**Activity:** According to the text on the Orange County Deaf and Hard of Hearing Program, where is the Career Adult Program located?

OCDE


Orange County Department of
Education

Deaf and Hard of Hearing Program

Principal Jon Levy




The Orange County Department of Education has accepted the challenge of providing quality education for Deaf and Hard of Hearing students, grades seven through twelve.  Guaranteed access to a regionalized setting provides many educational, social, and emotional advantages for students.

The Orange County Deaf and Hard of Hearing Program is located within the Irvine Unified School District at Venado Middle School, and University High School in Irvine; the program serves over 165 Deaf students living in 28 school districts throughout Orange County.  Students have the opportunity to be mainstreamed in general education classes with their hearing peers or to spend most of their day in special classes designed for Deaf and Hard of Hearing students.

Without Orange County’s regional effort, each of the 28 school districts would be responsible for creating small, individual Deaf programs and would compete for a limited number of specialists, including skilled sign language interpreters; speech and language therapists; psychologists; counselors; and audiologists who are trained in Deaf education.  However, by pooling their economic resources into one regionalized effort, the districts provide Deaf and Hard of Hearing students and their families with a richer, more effective comprehensive educational environment.

The advantages of regionalized programming are many.  Having 115 Deaf students at the high school and 52 students in grades six through eight provides opportunities for Orange County Deaf students to feel pride in themselves as members of the community as well as to feel comfortable and knowledgeable in working and socializing with their peers.

In fact, Deaf and Hard of Hearing students feel that their school provides them with the best of both worlds.  For example, there are enough Deaf students to compose a junior National Association of the Deaf chapter, play in the Deaf Basketball Tournament, compete in the Deaf Academic Bowl, and organize special Deaf assemblies. 

In addition, students can participate in extracurricular activities, varsity sports, and student government with their peers.  This kind of programming provides young people with self-esteem and pride in their Deafness along with the confidence, experience, and knowledge that they can accomplish anything a hearing student can.

Regional educational programs can prevent unnecessary duplication of essential support services.  With the monies collected and monitored by the Orange County Department of Education as a consortium for the districts, the regional Deaf program is staffed with a site administrator, a program psychologist, guidance counselor, career education specialist, mainstream resource coordinator, two audiologists, three speech therapists, 17 full-time interpreters, 17 teachers (seven of whom are Deaf,) and 19 instructional assistants.  All of these support personnel are trained in Deaf education and are required to sign fluently.  This type of program helps to establish continuity in the curriculum and produces educational programming that has led to academic scores that average two to three years better than the national norms across the curriculum.

The Orange County Department of Education Deaf and Hard of Hearing Program has been recognized as a model of regionalized programming nationwide.  Colleges such as Gallaudet University, National Technical Institute of the Deaf, and California State University at Northridge come to recruit students at University High School several times annually. Our students go on to attend four year colleges, community colleges, vocational training programs or transition to our Career Adult Program located at Coastline ROP in Costa Mesa.

**Given information:**
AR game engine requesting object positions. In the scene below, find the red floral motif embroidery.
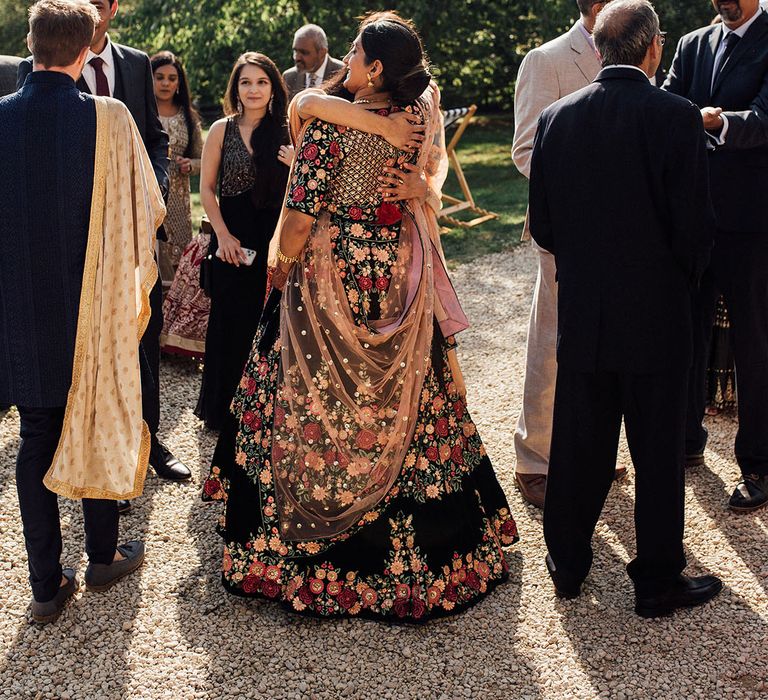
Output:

**Solution for this problem:** At Coastline ROP in Costa Mesa.